* [WHAT YOU NEED TO DO]
Reproduce the entries below in full, word for word.

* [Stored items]
-------

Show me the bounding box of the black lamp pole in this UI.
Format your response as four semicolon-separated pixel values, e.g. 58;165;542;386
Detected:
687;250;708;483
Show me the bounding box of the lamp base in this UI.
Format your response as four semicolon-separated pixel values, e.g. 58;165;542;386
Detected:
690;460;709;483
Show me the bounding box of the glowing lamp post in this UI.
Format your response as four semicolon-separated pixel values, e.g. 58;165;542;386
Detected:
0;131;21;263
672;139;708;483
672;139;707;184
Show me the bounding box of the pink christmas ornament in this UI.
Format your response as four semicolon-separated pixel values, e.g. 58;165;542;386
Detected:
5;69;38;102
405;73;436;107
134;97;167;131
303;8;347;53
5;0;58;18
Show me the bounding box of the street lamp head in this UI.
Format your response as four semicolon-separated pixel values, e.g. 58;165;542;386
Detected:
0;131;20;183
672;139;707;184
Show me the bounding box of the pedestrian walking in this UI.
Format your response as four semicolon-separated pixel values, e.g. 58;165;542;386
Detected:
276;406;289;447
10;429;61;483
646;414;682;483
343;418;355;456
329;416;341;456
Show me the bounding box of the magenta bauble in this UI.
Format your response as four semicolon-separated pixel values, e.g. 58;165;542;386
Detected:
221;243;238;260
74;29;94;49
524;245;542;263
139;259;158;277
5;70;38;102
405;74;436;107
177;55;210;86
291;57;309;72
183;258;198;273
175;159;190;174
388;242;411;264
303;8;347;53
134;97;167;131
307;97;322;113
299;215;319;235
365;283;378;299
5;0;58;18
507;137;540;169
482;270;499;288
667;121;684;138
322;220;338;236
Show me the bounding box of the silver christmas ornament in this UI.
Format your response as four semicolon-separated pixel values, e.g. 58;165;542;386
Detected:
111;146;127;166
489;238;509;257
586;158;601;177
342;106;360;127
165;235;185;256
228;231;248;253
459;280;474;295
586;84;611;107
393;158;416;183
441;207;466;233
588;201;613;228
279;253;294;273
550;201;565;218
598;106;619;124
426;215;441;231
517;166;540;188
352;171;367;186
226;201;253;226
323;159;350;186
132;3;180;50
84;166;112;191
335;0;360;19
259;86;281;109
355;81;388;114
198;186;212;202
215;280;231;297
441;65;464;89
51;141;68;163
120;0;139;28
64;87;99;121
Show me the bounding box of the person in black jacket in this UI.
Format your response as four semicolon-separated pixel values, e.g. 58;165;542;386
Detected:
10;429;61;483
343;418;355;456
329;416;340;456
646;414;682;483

-------

* [THE ANSWER]
Show me the bounding box of the black lamp pole in this UI.
Format your response as four semicolon-separated pixel values, e.g. 58;165;542;386
Detected:
687;250;708;483
Show me the bounding box of the lamp base in this UI.
Format your response as four semicolon-separated pixel values, e.g. 58;165;542;386
Detected:
690;460;709;483
Show me the bounding box of the glowing lamp post in this UI.
Format your response as four semicolon-separated pixel values, e.g. 58;165;542;386
Detected:
0;131;21;263
672;139;708;483
672;139;707;184
Show me the bounding box of the pink christmas ornament in this UI.
Format your response as four semicolon-separated pixel values, e.g. 58;165;542;386
Detected:
5;69;38;102
405;73;436;107
134;97;167;131
303;8;347;53
5;0;58;18
Show me the bounding box of the street lamp head in this UI.
Format your response as four semicolon-separated pixel values, e.g. 58;165;542;386
Detected:
0;131;20;183
672;139;707;184
Show me the bounding box of the pedestrian walking in this UI.
Format your response as four semicolon-separated pixel values, e.g. 58;165;542;386
Detected:
276;406;289;447
10;429;61;483
646;414;682;483
343;418;355;456
329;416;341;456
Show me the bounding box of the magenta bauble in this UI.
Format your response as four semicolon-separated pixel values, e.g. 58;165;542;386
Detected:
221;243;238;260
74;29;94;49
524;245;542;263
139;259;158;277
5;70;38;102
405;74;436;107
177;55;210;86
291;57;309;72
183;258;198;273
175;159;190;174
388;242;411;264
303;8;347;53
134;97;167;131
307;97;322;113
299;215;319;235
365;283;378;299
5;0;58;18
507;137;540;169
482;270;499;288
667;121;684;138
322;220;338;236
Show me the bounding box of the silver christmas ornament in this UI.
Format your response as four semicolon-separated pixel values, e.g. 58;165;542;386
Detected:
111;146;127;166
489;238;509;257
586;158;601;177
342;106;360;127
165;235;185;256
228;231;248;253
459;280;474;295
586;84;611;107
393;158;416;183
441;207;466;233
588;201;613;228
279;253;294;273
550;201;565;218
598;106;619;124
426;215;441;231
517;166;540;188
352;171;367;186
226;201;253;226
323;159;350;186
132;3;180;50
84;166;112;191
335;0;360;19
259;86;281;109
355;81;388;114
198;186;212;202
215;280;231;297
441;65;464;89
51;141;68;163
120;0;139;28
64;87;99;121
Show me the bounding box of the person in black jacket in this UI.
Format your response as four semicolon-separated pixel values, e.g. 58;165;542;386
Detected:
10;429;61;483
343;418;355;456
329;416;340;456
646;414;682;483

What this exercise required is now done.